#### Task input

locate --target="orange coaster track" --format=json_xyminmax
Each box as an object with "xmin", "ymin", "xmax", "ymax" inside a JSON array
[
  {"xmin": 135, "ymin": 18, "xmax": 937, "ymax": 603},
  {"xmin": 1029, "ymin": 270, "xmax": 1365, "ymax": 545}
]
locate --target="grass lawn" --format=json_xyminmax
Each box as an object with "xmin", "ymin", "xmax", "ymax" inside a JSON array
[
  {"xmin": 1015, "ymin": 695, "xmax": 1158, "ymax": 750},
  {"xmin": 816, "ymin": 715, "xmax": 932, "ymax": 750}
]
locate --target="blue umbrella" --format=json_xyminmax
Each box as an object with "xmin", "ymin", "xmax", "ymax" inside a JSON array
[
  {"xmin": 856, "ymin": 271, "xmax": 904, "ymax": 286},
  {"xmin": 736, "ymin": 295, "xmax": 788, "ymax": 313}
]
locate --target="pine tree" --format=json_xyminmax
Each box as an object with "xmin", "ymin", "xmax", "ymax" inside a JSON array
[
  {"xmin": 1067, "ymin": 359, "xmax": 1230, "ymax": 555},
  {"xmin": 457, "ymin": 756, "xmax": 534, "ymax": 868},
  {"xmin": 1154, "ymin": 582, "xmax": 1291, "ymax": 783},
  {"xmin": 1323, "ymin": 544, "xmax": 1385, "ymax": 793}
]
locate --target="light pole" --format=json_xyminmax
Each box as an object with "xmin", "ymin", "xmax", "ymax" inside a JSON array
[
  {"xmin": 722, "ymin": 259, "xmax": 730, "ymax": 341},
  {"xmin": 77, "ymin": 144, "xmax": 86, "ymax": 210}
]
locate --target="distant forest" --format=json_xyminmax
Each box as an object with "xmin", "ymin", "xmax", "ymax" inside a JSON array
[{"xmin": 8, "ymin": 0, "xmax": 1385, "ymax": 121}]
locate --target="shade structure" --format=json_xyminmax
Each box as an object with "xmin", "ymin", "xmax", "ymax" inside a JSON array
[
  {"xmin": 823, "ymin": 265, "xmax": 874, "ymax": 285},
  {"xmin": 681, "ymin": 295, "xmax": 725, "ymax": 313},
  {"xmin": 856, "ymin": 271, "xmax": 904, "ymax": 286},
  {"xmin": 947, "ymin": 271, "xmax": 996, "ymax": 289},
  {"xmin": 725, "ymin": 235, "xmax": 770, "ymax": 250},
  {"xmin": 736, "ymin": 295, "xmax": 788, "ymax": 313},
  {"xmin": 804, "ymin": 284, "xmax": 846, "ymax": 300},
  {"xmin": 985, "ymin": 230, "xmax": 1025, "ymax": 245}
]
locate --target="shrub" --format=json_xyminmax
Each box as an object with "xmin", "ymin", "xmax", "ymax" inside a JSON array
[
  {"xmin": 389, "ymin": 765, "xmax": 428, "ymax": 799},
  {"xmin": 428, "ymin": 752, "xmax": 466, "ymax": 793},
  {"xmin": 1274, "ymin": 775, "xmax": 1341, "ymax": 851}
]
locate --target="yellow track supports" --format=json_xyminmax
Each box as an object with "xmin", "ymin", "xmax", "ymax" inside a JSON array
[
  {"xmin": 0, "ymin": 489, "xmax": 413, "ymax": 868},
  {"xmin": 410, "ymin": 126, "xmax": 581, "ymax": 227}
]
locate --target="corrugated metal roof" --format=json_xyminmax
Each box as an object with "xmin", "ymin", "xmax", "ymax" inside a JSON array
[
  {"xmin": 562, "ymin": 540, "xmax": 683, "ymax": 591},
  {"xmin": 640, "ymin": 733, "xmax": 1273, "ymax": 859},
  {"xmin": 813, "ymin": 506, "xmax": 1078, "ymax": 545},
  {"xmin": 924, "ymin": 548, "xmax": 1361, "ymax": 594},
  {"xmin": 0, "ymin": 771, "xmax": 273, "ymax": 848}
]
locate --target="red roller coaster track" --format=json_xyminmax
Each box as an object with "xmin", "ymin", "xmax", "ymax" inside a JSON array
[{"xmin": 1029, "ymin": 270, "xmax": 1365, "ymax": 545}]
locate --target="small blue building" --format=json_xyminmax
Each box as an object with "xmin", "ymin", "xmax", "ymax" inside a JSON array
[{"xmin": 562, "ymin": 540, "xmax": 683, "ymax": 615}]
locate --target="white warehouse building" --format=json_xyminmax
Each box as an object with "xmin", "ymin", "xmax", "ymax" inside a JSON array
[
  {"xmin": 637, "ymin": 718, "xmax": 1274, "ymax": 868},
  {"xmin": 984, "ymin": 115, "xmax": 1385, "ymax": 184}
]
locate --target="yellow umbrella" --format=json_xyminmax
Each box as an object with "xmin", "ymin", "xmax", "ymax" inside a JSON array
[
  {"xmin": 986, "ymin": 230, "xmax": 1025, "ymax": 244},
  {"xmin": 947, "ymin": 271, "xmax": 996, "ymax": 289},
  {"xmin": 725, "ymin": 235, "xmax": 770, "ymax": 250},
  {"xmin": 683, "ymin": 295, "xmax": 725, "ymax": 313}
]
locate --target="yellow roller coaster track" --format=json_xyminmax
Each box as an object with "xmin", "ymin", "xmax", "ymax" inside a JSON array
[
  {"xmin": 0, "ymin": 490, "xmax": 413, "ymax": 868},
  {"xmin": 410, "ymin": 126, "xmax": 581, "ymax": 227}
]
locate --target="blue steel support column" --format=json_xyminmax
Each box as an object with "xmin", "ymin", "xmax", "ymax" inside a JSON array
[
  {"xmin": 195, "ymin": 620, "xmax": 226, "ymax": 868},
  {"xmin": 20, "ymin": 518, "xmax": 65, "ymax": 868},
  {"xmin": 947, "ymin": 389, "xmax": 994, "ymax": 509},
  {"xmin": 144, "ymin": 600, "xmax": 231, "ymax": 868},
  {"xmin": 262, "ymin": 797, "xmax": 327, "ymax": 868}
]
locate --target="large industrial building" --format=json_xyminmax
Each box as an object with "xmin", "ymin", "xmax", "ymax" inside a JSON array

#### Task requirements
Find each line in the rows above that contains the word "yellow" and copy it out.

#### Problem solution
locate --target="yellow track supports" --format=json_xyminmax
locate --target="yellow umbrella" --format=json_xyminmax
locate --target="yellow roller coaster track" --format=json_xyminmax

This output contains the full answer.